═════ Records to use ═════

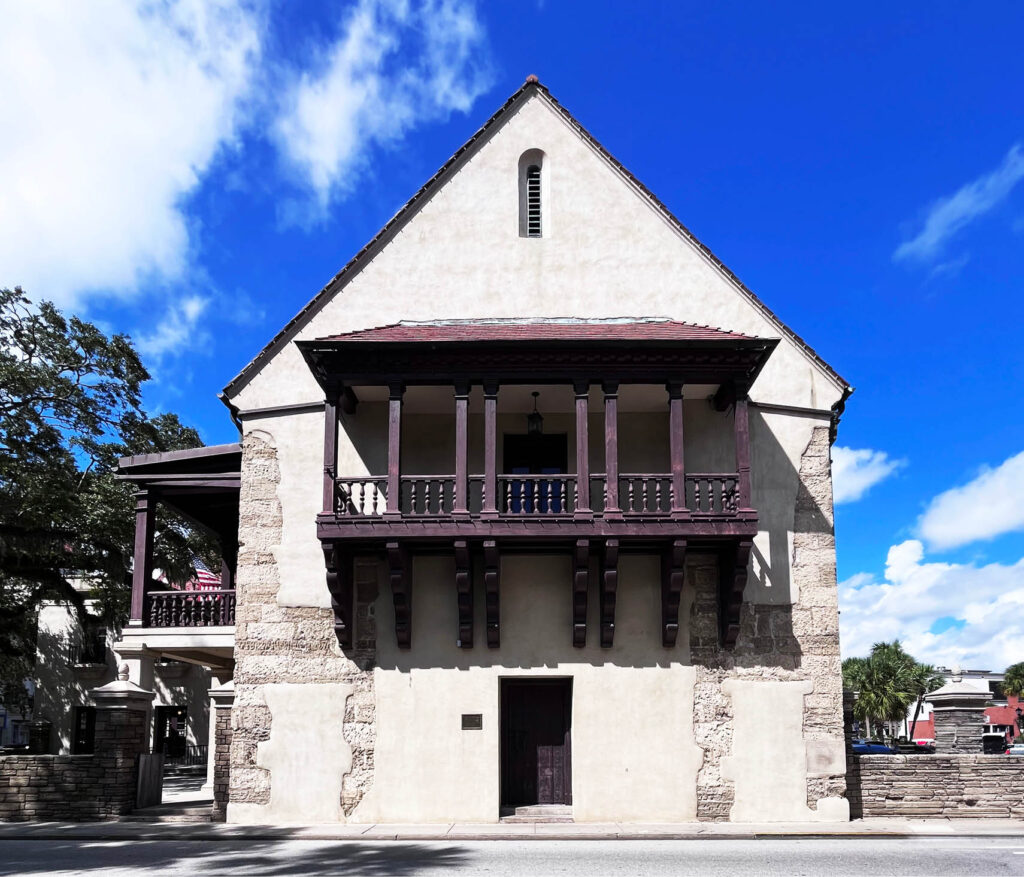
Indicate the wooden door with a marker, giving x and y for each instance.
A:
(536, 742)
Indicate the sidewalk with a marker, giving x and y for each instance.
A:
(882, 828)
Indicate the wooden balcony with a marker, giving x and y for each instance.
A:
(537, 506)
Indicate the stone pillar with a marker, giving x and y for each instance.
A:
(222, 700)
(958, 709)
(122, 710)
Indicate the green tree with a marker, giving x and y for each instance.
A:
(70, 407)
(887, 682)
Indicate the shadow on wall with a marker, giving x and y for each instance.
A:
(252, 857)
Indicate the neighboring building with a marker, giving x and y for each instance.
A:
(1000, 717)
(514, 526)
(72, 659)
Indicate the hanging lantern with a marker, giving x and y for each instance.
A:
(535, 422)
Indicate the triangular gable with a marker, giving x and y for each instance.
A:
(411, 208)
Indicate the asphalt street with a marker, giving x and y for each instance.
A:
(833, 857)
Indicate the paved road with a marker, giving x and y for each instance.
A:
(708, 858)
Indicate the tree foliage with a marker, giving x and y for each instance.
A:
(887, 682)
(70, 407)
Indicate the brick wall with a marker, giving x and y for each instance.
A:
(221, 763)
(77, 787)
(950, 786)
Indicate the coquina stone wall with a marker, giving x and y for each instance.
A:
(777, 642)
(949, 786)
(78, 787)
(291, 644)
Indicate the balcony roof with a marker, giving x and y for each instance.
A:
(449, 331)
(565, 350)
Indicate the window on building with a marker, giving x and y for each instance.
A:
(534, 207)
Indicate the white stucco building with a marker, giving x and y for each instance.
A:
(444, 608)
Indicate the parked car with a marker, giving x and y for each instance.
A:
(871, 747)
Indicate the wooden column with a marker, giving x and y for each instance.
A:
(742, 429)
(330, 450)
(492, 592)
(394, 450)
(581, 589)
(461, 505)
(145, 507)
(583, 508)
(678, 508)
(609, 586)
(464, 593)
(489, 449)
(611, 508)
(673, 575)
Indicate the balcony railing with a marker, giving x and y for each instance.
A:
(189, 609)
(548, 495)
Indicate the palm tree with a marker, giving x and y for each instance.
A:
(1013, 683)
(887, 682)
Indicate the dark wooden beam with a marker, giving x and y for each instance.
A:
(401, 592)
(492, 592)
(348, 402)
(464, 592)
(461, 505)
(742, 430)
(583, 508)
(330, 452)
(581, 588)
(678, 508)
(489, 508)
(339, 583)
(395, 392)
(145, 507)
(732, 572)
(609, 585)
(673, 576)
(611, 508)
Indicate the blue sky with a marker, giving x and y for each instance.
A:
(194, 172)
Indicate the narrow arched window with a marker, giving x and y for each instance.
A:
(534, 226)
(535, 209)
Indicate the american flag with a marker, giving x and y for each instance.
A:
(204, 580)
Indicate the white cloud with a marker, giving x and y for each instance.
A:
(397, 64)
(985, 507)
(915, 593)
(950, 214)
(857, 470)
(176, 331)
(113, 112)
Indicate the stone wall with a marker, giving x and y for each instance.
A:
(948, 786)
(280, 644)
(221, 763)
(780, 642)
(78, 787)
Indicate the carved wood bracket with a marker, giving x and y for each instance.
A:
(733, 581)
(581, 585)
(464, 592)
(492, 596)
(673, 575)
(609, 584)
(339, 583)
(401, 592)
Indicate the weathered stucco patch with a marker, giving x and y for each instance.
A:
(304, 752)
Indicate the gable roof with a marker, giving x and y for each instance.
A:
(449, 331)
(530, 87)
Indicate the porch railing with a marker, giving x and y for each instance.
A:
(708, 494)
(189, 609)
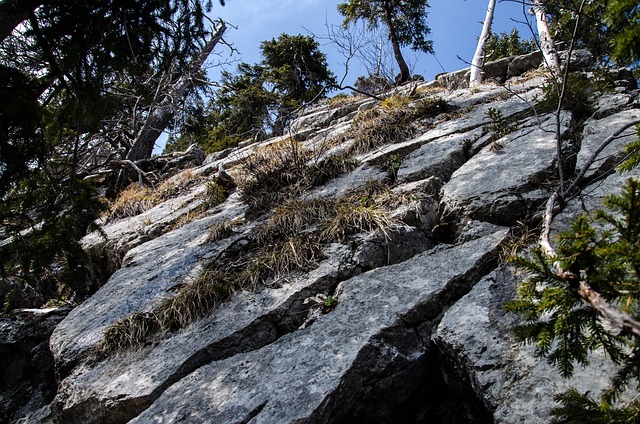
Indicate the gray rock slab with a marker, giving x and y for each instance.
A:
(596, 131)
(475, 334)
(438, 158)
(124, 384)
(500, 185)
(311, 375)
(148, 271)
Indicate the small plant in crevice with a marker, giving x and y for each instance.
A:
(331, 166)
(214, 194)
(223, 229)
(294, 217)
(467, 146)
(353, 216)
(577, 98)
(329, 304)
(341, 99)
(393, 166)
(390, 123)
(131, 201)
(272, 173)
(395, 120)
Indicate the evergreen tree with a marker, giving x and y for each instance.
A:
(505, 45)
(71, 75)
(406, 22)
(588, 298)
(260, 99)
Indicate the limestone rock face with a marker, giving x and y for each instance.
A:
(325, 372)
(400, 325)
(501, 184)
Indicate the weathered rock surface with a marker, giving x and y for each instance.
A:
(475, 336)
(503, 182)
(418, 333)
(314, 375)
(27, 379)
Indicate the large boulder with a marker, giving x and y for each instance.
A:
(501, 184)
(354, 363)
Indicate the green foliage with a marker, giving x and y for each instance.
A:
(577, 97)
(505, 45)
(632, 153)
(623, 16)
(73, 77)
(406, 22)
(603, 250)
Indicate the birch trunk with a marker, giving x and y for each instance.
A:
(547, 45)
(160, 114)
(478, 58)
(404, 69)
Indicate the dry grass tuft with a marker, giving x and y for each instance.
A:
(195, 300)
(132, 330)
(358, 217)
(214, 194)
(272, 170)
(131, 201)
(222, 230)
(293, 217)
(274, 261)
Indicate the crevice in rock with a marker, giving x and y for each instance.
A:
(400, 375)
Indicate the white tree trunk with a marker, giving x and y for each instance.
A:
(478, 58)
(547, 45)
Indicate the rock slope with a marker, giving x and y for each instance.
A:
(403, 326)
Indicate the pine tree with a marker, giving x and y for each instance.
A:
(588, 298)
(406, 22)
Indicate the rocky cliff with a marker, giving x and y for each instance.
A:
(356, 273)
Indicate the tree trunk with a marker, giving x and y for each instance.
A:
(404, 69)
(160, 114)
(547, 45)
(478, 58)
(14, 12)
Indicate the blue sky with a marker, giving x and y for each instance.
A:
(455, 27)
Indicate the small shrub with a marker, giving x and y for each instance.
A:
(340, 99)
(214, 194)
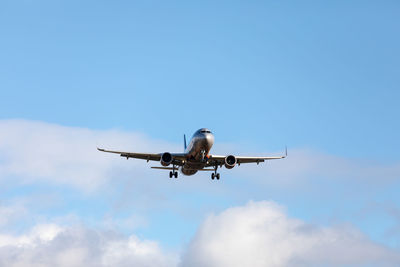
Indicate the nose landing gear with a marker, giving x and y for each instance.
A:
(215, 174)
(173, 173)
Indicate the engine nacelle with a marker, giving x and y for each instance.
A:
(230, 162)
(166, 159)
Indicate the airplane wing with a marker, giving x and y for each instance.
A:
(178, 157)
(220, 160)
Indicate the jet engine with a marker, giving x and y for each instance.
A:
(230, 162)
(166, 159)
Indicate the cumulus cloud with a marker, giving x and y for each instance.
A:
(53, 245)
(261, 234)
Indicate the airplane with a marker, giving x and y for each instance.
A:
(195, 157)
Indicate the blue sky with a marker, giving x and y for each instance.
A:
(321, 78)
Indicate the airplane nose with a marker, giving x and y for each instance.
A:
(210, 139)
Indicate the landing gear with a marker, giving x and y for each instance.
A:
(215, 174)
(173, 174)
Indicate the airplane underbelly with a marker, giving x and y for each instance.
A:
(191, 168)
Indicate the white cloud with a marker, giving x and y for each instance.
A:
(34, 151)
(53, 245)
(261, 234)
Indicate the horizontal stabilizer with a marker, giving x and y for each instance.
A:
(164, 168)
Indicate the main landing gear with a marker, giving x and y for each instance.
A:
(173, 174)
(215, 174)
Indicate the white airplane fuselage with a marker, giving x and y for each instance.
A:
(197, 151)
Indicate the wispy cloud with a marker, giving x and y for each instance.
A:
(261, 234)
(54, 245)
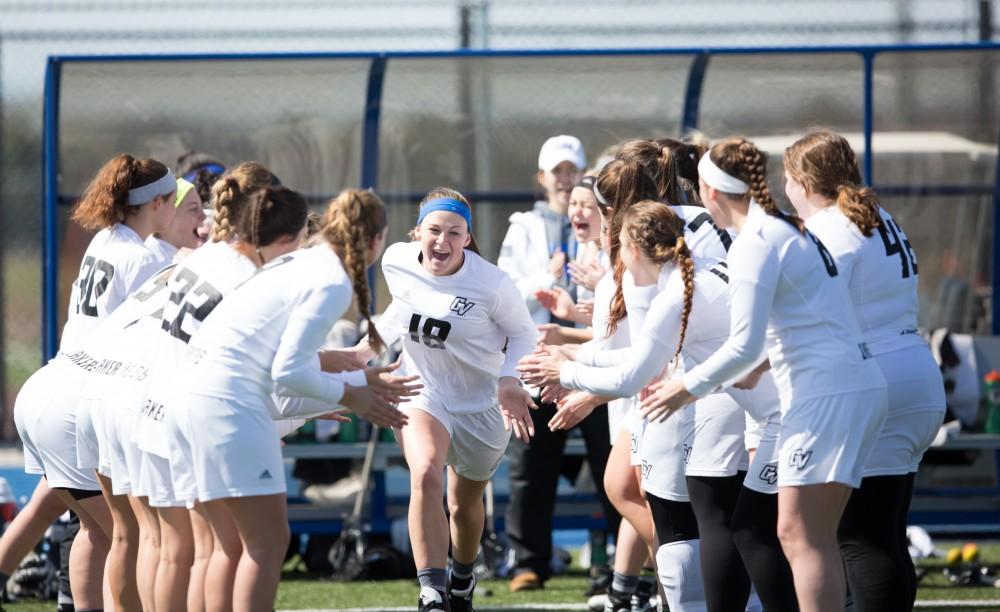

═════

§ What the task requires
Except for the pictures, give the data again word for word.

§ Response for this exercise
Indicate the wooden door with a marker, giving x and y for each instance.
A:
(536, 742)
Indicate the sidewalk with a marker, giving x and y for each instance.
A:
(882, 828)
Indicate the wooden balcony with a marker, giving x and y for each instance.
A:
(537, 506)
Indicate the stone pillar with a marker, giving x and y for each instance.
A:
(222, 700)
(958, 709)
(122, 710)
Indicate the green tree with a marker, giving x and y for each instance.
A:
(70, 407)
(887, 682)
Indicate the shadow on wall with a marker, giving x and y for each instance.
A:
(252, 857)
Indicate the neighboring building with a marker, giving x and y for each instance.
A:
(1000, 717)
(514, 526)
(72, 659)
Indicate the hanging lantern with a marker, giving x and y for each instance.
A:
(535, 422)
Indicate the triangular gable with a marker, giving x and y for each instance.
A:
(411, 208)
Indicate the asphalt street with a marker, giving x and y for each instance.
A:
(833, 857)
Indicate the paved road with a marker, giving x and y for each instance.
A:
(708, 858)
Indicate the tree foliage with a marker, giving x and y for each instance.
A:
(887, 682)
(70, 407)
Indicate the brick wall with a marker, giving x and y for each instance.
A:
(221, 763)
(77, 787)
(950, 786)
Indicate the coquina stone wall with a marker, giving x and y for each instance.
A:
(777, 642)
(949, 786)
(78, 787)
(291, 644)
Indicate the balcony roof with a marker, giving x and y for each instance.
A:
(449, 331)
(565, 350)
Indicate the window on building with a marker, giving x and y for each instance.
A:
(534, 207)
Indicate the white stucco building with a marker, giving x and y for each instance.
A:
(444, 608)
Indicate the parked car with a marker, giving x and y for each instance.
A:
(871, 747)
Indicate the wooden column with a marker, giving x and y for each instance.
A:
(742, 429)
(330, 450)
(492, 592)
(394, 450)
(581, 589)
(461, 505)
(145, 507)
(583, 508)
(678, 508)
(609, 586)
(464, 593)
(489, 449)
(611, 508)
(673, 575)
Indicate the balcony railing with a marker, giving x and y for each instance.
A:
(189, 609)
(548, 495)
Indicate the palm tree with a marker, giving x and y for each instance.
A:
(1013, 683)
(887, 682)
Indicate the dark wooden beam with a marker, giving x and y for each instance.
A:
(401, 592)
(492, 592)
(348, 402)
(464, 592)
(461, 505)
(742, 430)
(583, 508)
(330, 452)
(581, 588)
(678, 508)
(489, 508)
(339, 583)
(395, 392)
(145, 507)
(732, 572)
(609, 585)
(673, 576)
(611, 508)
Indicate the blue sky with a marker, giving x and y for each instance.
A:
(194, 172)
Indicate the narrow arched window with a marker, giving x and y for each instance.
A:
(534, 226)
(535, 209)
Indicate the american flag with a marker, giving x and y for each instance.
A:
(204, 580)
Indicate the white cloud with a marker, giving x and y for each instance.
A:
(397, 64)
(985, 507)
(915, 593)
(950, 214)
(857, 470)
(176, 331)
(113, 112)
Indicate the stone wall with a marker, giving x and y for each instance.
A:
(948, 786)
(280, 644)
(221, 763)
(780, 642)
(78, 787)
Indicate the carved wood bracket with a marker, giving x and y for each instance.
A:
(733, 581)
(581, 585)
(464, 592)
(492, 596)
(673, 575)
(609, 584)
(339, 583)
(401, 592)
Indicate the weathered stucco patch with a marker, giving x and y for each instance.
A:
(304, 752)
Indicate the gable roof with a marker, giving x and y for each instance.
A:
(449, 331)
(530, 87)
Indicate the porch railing with a marker, giving x and y for each instance.
A:
(708, 494)
(189, 609)
Indicate the gray rock slab with a marker, giving x and y for each instance.
A:
(596, 131)
(475, 334)
(438, 158)
(124, 384)
(500, 185)
(311, 375)
(148, 271)
Indicate the small plant in crevice with a marker, giving x and y for each instance.
A:
(331, 166)
(214, 194)
(223, 229)
(294, 217)
(467, 146)
(353, 216)
(577, 98)
(329, 304)
(341, 99)
(393, 166)
(390, 123)
(131, 201)
(272, 173)
(395, 120)
Indicate the evergreen tree with a marker, giving x and y for each instance.
A:
(505, 45)
(71, 75)
(406, 22)
(588, 298)
(260, 99)
Indicate the limestone rock face with a marker, giving x and y for each instance.
A:
(325, 372)
(400, 325)
(501, 184)
Indicate the weathered rock surface with a marker, giving x and y for each instance.
A:
(475, 336)
(503, 182)
(418, 333)
(314, 375)
(27, 379)
Indicate the large boulder with a marker, giving x and y for each instance.
A:
(501, 184)
(354, 363)
Indicate the green foliage with a marker, giving x and y for each instance.
A:
(577, 97)
(505, 45)
(632, 153)
(623, 16)
(73, 77)
(406, 22)
(603, 250)
Indicate the birch trunk with a marker, giving x and y for each instance.
A:
(547, 45)
(160, 114)
(478, 58)
(404, 69)
Indicate the dry grass tuft with a marker, giving x and y for each instance.
A:
(195, 300)
(132, 330)
(358, 217)
(214, 194)
(272, 170)
(131, 201)
(222, 230)
(293, 217)
(274, 261)
Indicate the crevice in rock with a marker, giving x and y for each instance.
A:
(400, 375)
Indicate the white tree trunk with a marker, giving x and y for each instance.
A:
(478, 58)
(547, 45)
Indicate the rock slope with a marker, giving x and y for each instance.
A:
(403, 326)
Indicate the pine tree with a marker, giving x and y for each instance.
A:
(588, 298)
(406, 22)
Indicate the rocky cliff with a marker, giving x and y for each instance.
A:
(356, 273)
Indicate the tree trunk with a marker, giving x and y for each instance.
A:
(404, 69)
(160, 114)
(547, 45)
(478, 58)
(14, 12)
Indicate the blue sky with a marker, giving x and y for each instance.
A:
(455, 27)
Indicate the small shrub with a marker, giving x and y for each instance.
A:
(340, 99)
(214, 194)
Indicate the nose landing gear with a marker, giving x and y for each instance.
A:
(215, 174)
(173, 173)
Indicate the engine nacelle with a marker, giving x and y for each instance.
A:
(230, 162)
(166, 159)
Indicate the airplane wing with a marker, giving x and y for each instance.
A:
(178, 157)
(220, 160)
Indicate the jet engine with a marker, giving x and y for each instance.
A:
(230, 162)
(166, 159)
Indicate the cumulus cloud with a marker, giving x and y for each instance.
A:
(53, 245)
(261, 234)
Indicate the airplane with a marker, giving x and y for each instance.
A:
(195, 157)
Indicate the blue sky with a marker, giving x and y for each instance.
A:
(321, 78)
Indicate the airplane nose with a marker, giving x and y for each instance.
A:
(210, 139)
Indicate the landing gear with a marker, giving x and y for each instance.
A:
(215, 174)
(173, 174)
Indicate the airplane underbelly with a marker, giving x and y for each instance.
A:
(191, 168)
Indicate the white cloud with a marker, giving x and y for each instance.
A:
(34, 151)
(53, 245)
(261, 234)
Indicate the horizontal stabilizer with a marker, giving x and y for each instance.
A:
(164, 168)
Indicate the main landing gear with a marker, giving x and y for each instance.
A:
(173, 174)
(215, 174)
Indicate the white airplane fuselage with a marker, giving x and y for each instance.
A:
(197, 151)
Indicate the wispy cloud with a marker, giving x and y for each instance.
A:
(261, 234)
(54, 245)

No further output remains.